Work to complete: Extract every line of text from the records below, copying each one character for character and leaving the pictures out.

Records from a data collection
..........
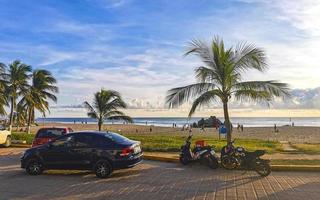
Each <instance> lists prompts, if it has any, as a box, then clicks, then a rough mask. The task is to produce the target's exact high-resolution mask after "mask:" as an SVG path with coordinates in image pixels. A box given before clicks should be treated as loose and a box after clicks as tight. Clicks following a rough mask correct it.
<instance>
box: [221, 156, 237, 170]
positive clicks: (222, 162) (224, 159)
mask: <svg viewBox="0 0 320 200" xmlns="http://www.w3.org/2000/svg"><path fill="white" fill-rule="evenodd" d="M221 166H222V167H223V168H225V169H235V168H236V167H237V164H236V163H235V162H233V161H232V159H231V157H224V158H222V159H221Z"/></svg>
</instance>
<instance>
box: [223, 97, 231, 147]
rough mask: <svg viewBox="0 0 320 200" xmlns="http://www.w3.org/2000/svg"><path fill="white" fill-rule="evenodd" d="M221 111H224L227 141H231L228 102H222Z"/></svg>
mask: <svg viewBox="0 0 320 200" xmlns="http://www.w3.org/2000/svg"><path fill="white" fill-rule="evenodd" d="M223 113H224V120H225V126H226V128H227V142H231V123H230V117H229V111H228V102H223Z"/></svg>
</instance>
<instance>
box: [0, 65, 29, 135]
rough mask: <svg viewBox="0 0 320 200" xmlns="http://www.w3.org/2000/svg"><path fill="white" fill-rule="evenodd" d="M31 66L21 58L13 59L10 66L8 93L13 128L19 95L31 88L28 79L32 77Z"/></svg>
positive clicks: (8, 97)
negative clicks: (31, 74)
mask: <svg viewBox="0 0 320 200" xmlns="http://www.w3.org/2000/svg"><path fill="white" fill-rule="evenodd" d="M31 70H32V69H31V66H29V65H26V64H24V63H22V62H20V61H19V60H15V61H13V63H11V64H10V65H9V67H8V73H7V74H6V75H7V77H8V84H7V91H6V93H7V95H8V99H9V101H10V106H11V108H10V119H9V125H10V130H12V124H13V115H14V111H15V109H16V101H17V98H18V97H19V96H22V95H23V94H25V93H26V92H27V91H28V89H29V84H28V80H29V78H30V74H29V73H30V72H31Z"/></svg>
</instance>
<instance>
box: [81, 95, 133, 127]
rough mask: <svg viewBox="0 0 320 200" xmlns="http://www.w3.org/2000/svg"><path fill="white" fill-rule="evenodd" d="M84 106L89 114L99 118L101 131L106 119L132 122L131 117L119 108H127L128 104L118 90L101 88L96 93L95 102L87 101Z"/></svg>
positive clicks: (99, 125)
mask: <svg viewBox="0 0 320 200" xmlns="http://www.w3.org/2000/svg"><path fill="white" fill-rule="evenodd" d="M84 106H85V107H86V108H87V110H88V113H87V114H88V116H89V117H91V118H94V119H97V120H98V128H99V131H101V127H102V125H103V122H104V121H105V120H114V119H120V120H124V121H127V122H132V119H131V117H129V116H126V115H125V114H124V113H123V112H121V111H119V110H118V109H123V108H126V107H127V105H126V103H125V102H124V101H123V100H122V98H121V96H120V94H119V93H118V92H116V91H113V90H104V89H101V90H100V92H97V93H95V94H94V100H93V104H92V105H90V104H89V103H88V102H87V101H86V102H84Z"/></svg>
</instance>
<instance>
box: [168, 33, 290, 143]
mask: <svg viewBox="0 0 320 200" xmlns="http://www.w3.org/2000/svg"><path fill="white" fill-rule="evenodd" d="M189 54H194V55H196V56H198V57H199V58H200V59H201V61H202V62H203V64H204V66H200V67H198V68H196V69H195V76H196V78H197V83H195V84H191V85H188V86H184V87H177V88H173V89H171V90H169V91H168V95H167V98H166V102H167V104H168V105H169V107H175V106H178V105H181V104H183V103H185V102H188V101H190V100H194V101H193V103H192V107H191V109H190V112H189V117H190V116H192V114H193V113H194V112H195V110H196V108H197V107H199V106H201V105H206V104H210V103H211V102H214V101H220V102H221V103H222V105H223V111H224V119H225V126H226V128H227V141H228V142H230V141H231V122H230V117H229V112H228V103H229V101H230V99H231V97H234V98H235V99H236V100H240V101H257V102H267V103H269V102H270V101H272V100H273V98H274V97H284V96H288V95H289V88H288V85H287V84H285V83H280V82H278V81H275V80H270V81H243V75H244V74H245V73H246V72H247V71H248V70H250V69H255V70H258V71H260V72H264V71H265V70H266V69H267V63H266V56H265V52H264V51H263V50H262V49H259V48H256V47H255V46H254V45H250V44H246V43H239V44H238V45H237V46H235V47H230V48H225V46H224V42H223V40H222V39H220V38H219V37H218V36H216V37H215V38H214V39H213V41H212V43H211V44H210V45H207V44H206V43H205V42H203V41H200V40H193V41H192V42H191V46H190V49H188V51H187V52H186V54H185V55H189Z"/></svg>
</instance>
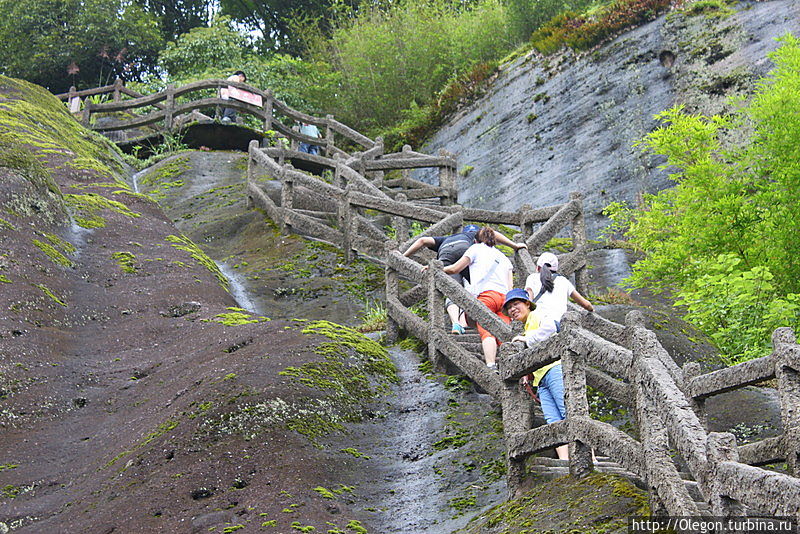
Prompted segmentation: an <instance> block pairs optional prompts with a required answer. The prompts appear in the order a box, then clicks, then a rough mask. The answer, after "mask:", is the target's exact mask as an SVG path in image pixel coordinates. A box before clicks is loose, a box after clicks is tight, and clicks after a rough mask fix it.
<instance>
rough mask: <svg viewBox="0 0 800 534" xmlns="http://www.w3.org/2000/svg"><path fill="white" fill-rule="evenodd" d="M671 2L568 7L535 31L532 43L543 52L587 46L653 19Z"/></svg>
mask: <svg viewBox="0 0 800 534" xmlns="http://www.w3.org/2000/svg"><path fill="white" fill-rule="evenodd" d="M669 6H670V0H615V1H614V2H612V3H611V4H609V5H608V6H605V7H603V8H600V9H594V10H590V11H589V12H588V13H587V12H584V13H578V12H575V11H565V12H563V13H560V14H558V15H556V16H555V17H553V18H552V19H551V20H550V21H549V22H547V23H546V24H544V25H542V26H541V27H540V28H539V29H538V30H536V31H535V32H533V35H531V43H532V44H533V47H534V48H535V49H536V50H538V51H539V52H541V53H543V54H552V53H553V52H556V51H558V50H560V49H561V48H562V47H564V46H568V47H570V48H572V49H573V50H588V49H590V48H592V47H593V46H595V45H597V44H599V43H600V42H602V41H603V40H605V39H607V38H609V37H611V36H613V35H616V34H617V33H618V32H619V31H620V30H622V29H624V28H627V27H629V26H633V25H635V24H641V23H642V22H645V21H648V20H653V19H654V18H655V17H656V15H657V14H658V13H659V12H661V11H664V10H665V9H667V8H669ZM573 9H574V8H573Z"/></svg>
..........
Result of the task:
Each <instance> lists prompts, if it has any, as a box, then clicks, then a rough mask. The task is to produce the target's exact high-resolution mask after "mask:" as an SVG path with coordinates in image pixels. A box given before clicks should be treated as loose and a box after clicks as tight. Clicks following a rough mask correct it.
<instance>
box: [221, 156, 237, 170]
positive clicks: (222, 162) (224, 159)
mask: <svg viewBox="0 0 320 200" xmlns="http://www.w3.org/2000/svg"><path fill="white" fill-rule="evenodd" d="M221 166H222V167H223V168H225V169H235V168H236V167H237V164H236V163H235V162H233V161H232V159H231V157H224V158H222V159H221Z"/></svg>
</instance>
<instance>
box: [223, 97, 231, 147]
rough mask: <svg viewBox="0 0 320 200" xmlns="http://www.w3.org/2000/svg"><path fill="white" fill-rule="evenodd" d="M221 111H224L227 141H231L228 102H222Z"/></svg>
mask: <svg viewBox="0 0 320 200" xmlns="http://www.w3.org/2000/svg"><path fill="white" fill-rule="evenodd" d="M223 113H224V120H225V126H226V128H227V142H231V123H230V117H229V111H228V102H223Z"/></svg>
</instance>
<instance>
box: [0, 65, 29, 135]
rough mask: <svg viewBox="0 0 320 200" xmlns="http://www.w3.org/2000/svg"><path fill="white" fill-rule="evenodd" d="M31 66L21 58L13 59L10 66L8 93L13 128L19 95L31 88L28 79L32 77Z"/></svg>
positive clicks: (8, 97)
negative clicks: (31, 74)
mask: <svg viewBox="0 0 320 200" xmlns="http://www.w3.org/2000/svg"><path fill="white" fill-rule="evenodd" d="M31 70H32V69H31V66H29V65H26V64H24V63H22V62H20V61H19V60H15V61H13V63H11V64H10V65H9V67H8V73H7V74H6V75H7V77H8V84H7V91H6V93H7V95H8V99H9V101H10V106H11V108H10V119H9V125H10V130H12V124H13V115H14V111H15V109H16V101H17V98H18V97H19V96H22V95H23V94H25V93H26V92H27V91H28V89H29V84H28V80H29V78H30V74H29V73H30V72H31Z"/></svg>
</instance>
<instance>
box: [81, 95, 133, 127]
rough mask: <svg viewBox="0 0 320 200" xmlns="http://www.w3.org/2000/svg"><path fill="white" fill-rule="evenodd" d="M84 106L89 114L99 118L101 131L106 119L132 122L131 117L119 108H127L128 104L118 90L101 88L96 93L95 102L87 101Z"/></svg>
positive clicks: (99, 125)
mask: <svg viewBox="0 0 320 200" xmlns="http://www.w3.org/2000/svg"><path fill="white" fill-rule="evenodd" d="M84 106H85V107H86V108H87V110H88V113H87V114H88V116H89V117H91V118H94V119H97V120H98V128H99V131H101V127H102V125H103V122H104V121H105V120H114V119H120V120H124V121H127V122H132V119H131V117H129V116H126V115H125V114H124V113H123V112H121V111H119V110H118V109H123V108H126V107H127V105H126V103H125V102H124V101H123V100H122V98H121V96H120V94H119V93H118V92H116V91H113V90H104V89H101V90H100V92H97V93H95V94H94V100H93V104H92V105H90V104H89V103H88V102H87V101H86V102H84Z"/></svg>
</instance>
<instance>
box: [168, 33, 290, 143]
mask: <svg viewBox="0 0 320 200" xmlns="http://www.w3.org/2000/svg"><path fill="white" fill-rule="evenodd" d="M189 54H194V55H196V56H198V57H199V58H200V59H201V61H202V62H203V64H204V66H200V67H198V68H196V69H195V76H196V78H197V83H195V84H191V85H188V86H184V87H177V88H173V89H171V90H169V91H168V95H167V98H166V102H167V104H168V105H169V107H175V106H178V105H181V104H183V103H185V102H188V101H190V100H194V101H193V103H192V107H191V109H190V112H189V117H190V116H192V114H193V113H194V112H195V110H196V108H197V107H199V106H201V105H206V104H210V103H211V102H214V101H220V102H221V103H222V105H223V111H224V119H225V126H226V128H227V141H228V142H230V141H231V122H230V117H229V112H228V103H229V101H230V99H231V97H234V98H235V99H236V100H240V101H257V102H267V103H269V102H270V101H272V100H273V98H274V97H284V96H288V95H289V88H288V85H287V84H285V83H280V82H278V81H275V80H270V81H243V75H244V74H245V73H246V72H247V71H248V70H250V69H255V70H258V71H260V72H264V71H265V70H266V69H267V63H266V56H265V52H264V51H263V50H262V49H259V48H256V47H255V46H254V45H250V44H246V43H239V44H238V45H237V46H235V47H230V48H225V46H224V42H223V40H222V39H220V38H219V37H218V36H216V37H215V38H214V39H213V41H212V43H211V44H210V45H207V44H206V43H205V42H203V41H200V40H193V41H192V42H191V46H190V49H188V51H187V52H186V54H185V55H189Z"/></svg>
</instance>
Prompted segmentation: an <instance> block pairs optional prompts with a required answer. The prompts appear in the order a box, then clicks, then a rough mask. The answer, after "mask:", is the target's exact mask as an SVG path in image pixel coordinates. A box before clicks is loose, a box after clicks is tight, and clicks after a rough mask fix it.
<instance>
rough mask: <svg viewBox="0 0 800 534" xmlns="http://www.w3.org/2000/svg"><path fill="white" fill-rule="evenodd" d="M671 2L568 7L535 31L532 43L543 52L587 46L653 19Z"/></svg>
mask: <svg viewBox="0 0 800 534" xmlns="http://www.w3.org/2000/svg"><path fill="white" fill-rule="evenodd" d="M669 6H670V0H615V1H614V2H612V3H611V4H609V5H608V6H605V7H603V8H600V9H594V10H590V11H589V12H588V13H587V12H584V13H578V12H575V11H565V12H563V13H560V14H558V15H556V16H555V17H553V18H552V19H551V20H550V21H549V22H547V23H546V24H544V25H542V26H541V27H540V28H539V29H538V30H536V31H535V32H533V35H531V43H532V44H533V47H534V48H535V49H536V50H538V51H539V52H541V53H543V54H552V53H553V52H556V51H558V50H560V49H561V48H562V47H564V46H568V47H570V48H572V49H573V50H588V49H590V48H592V47H593V46H595V45H597V44H599V43H600V42H602V41H603V40H605V39H607V38H609V37H611V36H613V35H616V34H617V33H618V32H619V31H620V30H622V29H624V28H627V27H629V26H633V25H635V24H641V23H642V22H645V21H648V20H653V19H654V18H655V17H656V15H657V14H658V13H659V12H661V11H664V10H665V9H667V8H669ZM573 9H574V8H573Z"/></svg>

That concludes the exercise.